Stated problem - Could you copy out every one of the entries below, reproducing each line character for character?
>> start Working data
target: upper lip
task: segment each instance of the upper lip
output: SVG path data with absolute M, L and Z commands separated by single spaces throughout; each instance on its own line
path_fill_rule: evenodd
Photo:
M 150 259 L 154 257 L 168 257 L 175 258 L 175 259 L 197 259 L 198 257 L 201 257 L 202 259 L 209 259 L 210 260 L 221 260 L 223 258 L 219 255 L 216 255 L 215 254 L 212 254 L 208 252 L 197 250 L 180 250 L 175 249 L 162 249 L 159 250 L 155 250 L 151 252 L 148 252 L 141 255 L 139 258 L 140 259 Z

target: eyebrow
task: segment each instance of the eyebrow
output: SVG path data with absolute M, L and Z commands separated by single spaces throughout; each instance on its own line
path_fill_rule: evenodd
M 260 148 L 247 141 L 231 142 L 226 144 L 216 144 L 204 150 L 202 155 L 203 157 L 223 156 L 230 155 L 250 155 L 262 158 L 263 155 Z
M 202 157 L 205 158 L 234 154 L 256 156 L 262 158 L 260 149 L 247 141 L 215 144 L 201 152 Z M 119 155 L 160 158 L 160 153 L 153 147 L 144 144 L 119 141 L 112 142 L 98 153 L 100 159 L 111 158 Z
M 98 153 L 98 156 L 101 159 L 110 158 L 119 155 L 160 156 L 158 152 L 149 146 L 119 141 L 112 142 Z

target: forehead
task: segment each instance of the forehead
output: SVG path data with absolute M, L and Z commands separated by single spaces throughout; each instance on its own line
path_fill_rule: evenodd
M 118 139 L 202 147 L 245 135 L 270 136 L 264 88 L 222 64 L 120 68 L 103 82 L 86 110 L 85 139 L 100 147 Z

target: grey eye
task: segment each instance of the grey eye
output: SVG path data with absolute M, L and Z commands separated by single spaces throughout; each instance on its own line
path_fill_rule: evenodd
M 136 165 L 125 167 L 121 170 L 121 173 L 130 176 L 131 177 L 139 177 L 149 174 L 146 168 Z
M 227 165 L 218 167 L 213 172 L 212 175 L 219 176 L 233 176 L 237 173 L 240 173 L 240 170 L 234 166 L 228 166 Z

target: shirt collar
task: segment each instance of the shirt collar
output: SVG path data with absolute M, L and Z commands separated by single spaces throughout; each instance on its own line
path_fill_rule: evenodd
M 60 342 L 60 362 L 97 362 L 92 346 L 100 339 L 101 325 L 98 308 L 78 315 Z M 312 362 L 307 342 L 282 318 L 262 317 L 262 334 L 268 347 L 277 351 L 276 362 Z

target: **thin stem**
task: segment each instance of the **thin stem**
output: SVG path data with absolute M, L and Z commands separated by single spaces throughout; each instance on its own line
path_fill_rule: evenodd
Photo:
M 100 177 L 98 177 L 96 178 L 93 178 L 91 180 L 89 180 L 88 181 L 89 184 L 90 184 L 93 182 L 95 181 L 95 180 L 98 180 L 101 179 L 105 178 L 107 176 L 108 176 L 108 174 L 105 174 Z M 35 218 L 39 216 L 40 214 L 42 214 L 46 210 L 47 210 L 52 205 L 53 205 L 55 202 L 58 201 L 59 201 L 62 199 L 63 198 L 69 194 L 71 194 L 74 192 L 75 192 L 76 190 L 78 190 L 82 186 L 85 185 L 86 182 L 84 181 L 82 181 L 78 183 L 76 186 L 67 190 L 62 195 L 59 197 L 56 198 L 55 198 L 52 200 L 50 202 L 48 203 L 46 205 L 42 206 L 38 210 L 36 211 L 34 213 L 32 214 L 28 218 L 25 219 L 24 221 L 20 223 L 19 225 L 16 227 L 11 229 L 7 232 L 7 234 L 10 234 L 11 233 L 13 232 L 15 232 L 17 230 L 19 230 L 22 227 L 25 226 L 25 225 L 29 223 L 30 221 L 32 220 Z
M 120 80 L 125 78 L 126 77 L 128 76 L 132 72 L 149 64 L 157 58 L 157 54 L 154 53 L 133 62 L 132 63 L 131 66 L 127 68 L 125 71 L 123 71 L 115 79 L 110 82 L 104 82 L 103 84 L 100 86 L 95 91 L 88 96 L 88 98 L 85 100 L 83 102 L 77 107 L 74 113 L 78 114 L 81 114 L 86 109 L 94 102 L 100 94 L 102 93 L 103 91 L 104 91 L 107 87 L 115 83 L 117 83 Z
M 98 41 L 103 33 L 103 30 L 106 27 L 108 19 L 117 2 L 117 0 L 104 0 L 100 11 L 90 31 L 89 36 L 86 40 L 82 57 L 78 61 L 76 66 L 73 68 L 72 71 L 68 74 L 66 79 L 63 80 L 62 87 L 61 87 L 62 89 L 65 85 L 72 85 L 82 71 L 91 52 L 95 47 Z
>> end Working data
Exercise solution -
target: upper lip
task: segment each instance of the upper lip
output: SVG path data with absolute M, L and Z commands separated by single spaces throughout; each instance on its own line
path_fill_rule: evenodd
Photo:
M 150 259 L 154 257 L 168 257 L 175 258 L 175 259 L 197 259 L 198 257 L 201 257 L 202 259 L 209 259 L 210 260 L 221 260 L 223 258 L 219 255 L 216 255 L 215 254 L 212 254 L 208 252 L 197 250 L 180 250 L 175 249 L 162 249 L 159 250 L 155 250 L 151 252 L 148 252 L 141 255 L 139 258 L 140 259 Z

target: eyebrow
task: segment each instance of the eyebrow
output: SVG path data with absolute M, L and Z commands separated by single spaces throughout; each instance on its own line
path_fill_rule: evenodd
M 260 148 L 247 141 L 231 142 L 226 144 L 216 144 L 204 150 L 202 155 L 203 157 L 223 156 L 230 155 L 250 155 L 262 158 L 263 155 Z
M 202 157 L 205 158 L 234 154 L 256 156 L 262 158 L 260 149 L 247 141 L 215 144 L 201 152 Z M 119 155 L 160 158 L 160 153 L 153 147 L 144 144 L 119 141 L 112 142 L 98 153 L 100 159 L 111 158 Z
M 98 153 L 98 156 L 101 159 L 110 158 L 119 155 L 160 156 L 158 152 L 149 146 L 119 141 L 112 142 Z

target: forehead
task: segment each instance of the forehead
output: SVG path data with absolute M, L and Z commands separated by single spaces throughout; each instance on its own line
path_fill_rule: evenodd
M 118 139 L 202 147 L 245 135 L 270 136 L 264 88 L 222 64 L 120 68 L 103 82 L 86 110 L 85 139 L 100 147 Z

target: grey eye
task: segment each instance of the grey eye
output: SVG path data with absolute M, L and Z commands separated by single spaces throughout; each instance on its own line
path_fill_rule: evenodd
M 136 165 L 125 167 L 121 170 L 121 173 L 130 176 L 131 177 L 139 177 L 149 174 L 146 168 Z
M 227 165 L 218 167 L 213 172 L 212 175 L 219 176 L 233 176 L 237 173 L 240 173 L 240 170 L 234 166 L 228 166 Z

target: shirt collar
task: segment each instance of the shirt collar
output: SVG path data with absolute M, L and Z commands separated by single spaces throughout; each instance on its own line
path_fill_rule: evenodd
M 60 342 L 60 362 L 97 362 L 92 346 L 100 339 L 101 325 L 98 308 L 78 315 Z M 312 362 L 307 342 L 282 318 L 262 317 L 262 334 L 268 347 L 277 351 L 276 362 Z

target: **thin stem**
task: segment each instance of the **thin stem**
output: SVG path data with absolute M, L and Z commands separated by single spaces throughout; each instance on its own line
path_fill_rule: evenodd
Photo:
M 100 177 L 98 177 L 96 178 L 93 178 L 91 180 L 89 180 L 88 181 L 89 184 L 90 184 L 93 182 L 95 181 L 95 180 L 98 180 L 101 179 L 105 178 L 107 176 L 108 176 L 108 174 L 105 174 Z M 35 218 L 39 216 L 40 214 L 42 214 L 46 210 L 47 210 L 52 205 L 53 205 L 55 202 L 58 201 L 59 201 L 62 199 L 63 198 L 69 194 L 71 194 L 74 192 L 75 192 L 76 190 L 78 190 L 82 186 L 85 185 L 86 182 L 84 181 L 82 181 L 78 183 L 76 186 L 67 190 L 62 195 L 59 197 L 56 198 L 55 198 L 52 200 L 50 202 L 48 203 L 46 205 L 42 206 L 38 210 L 36 211 L 34 213 L 32 214 L 28 218 L 25 219 L 24 221 L 20 223 L 19 225 L 16 227 L 11 229 L 7 232 L 7 234 L 10 234 L 11 233 L 13 232 L 15 232 L 17 230 L 19 230 L 22 227 L 25 226 L 25 225 L 29 223 L 30 221 L 32 220 Z
M 120 80 L 125 78 L 126 77 L 128 76 L 132 72 L 149 64 L 157 58 L 157 54 L 154 53 L 133 62 L 132 63 L 131 66 L 127 68 L 125 71 L 123 71 L 115 79 L 110 82 L 104 82 L 103 84 L 100 86 L 95 91 L 88 96 L 88 98 L 85 100 L 83 102 L 77 107 L 74 113 L 78 114 L 81 114 L 86 109 L 94 102 L 100 94 L 102 93 L 103 91 L 104 91 L 107 87 L 115 83 L 117 83 Z
M 98 41 L 103 33 L 103 30 L 106 27 L 108 19 L 117 2 L 117 0 L 104 0 L 100 11 L 90 31 L 89 36 L 86 40 L 82 57 L 78 61 L 76 66 L 73 68 L 72 71 L 68 74 L 66 79 L 63 80 L 62 87 L 61 87 L 62 89 L 65 85 L 72 85 L 82 71 L 91 52 L 95 47 Z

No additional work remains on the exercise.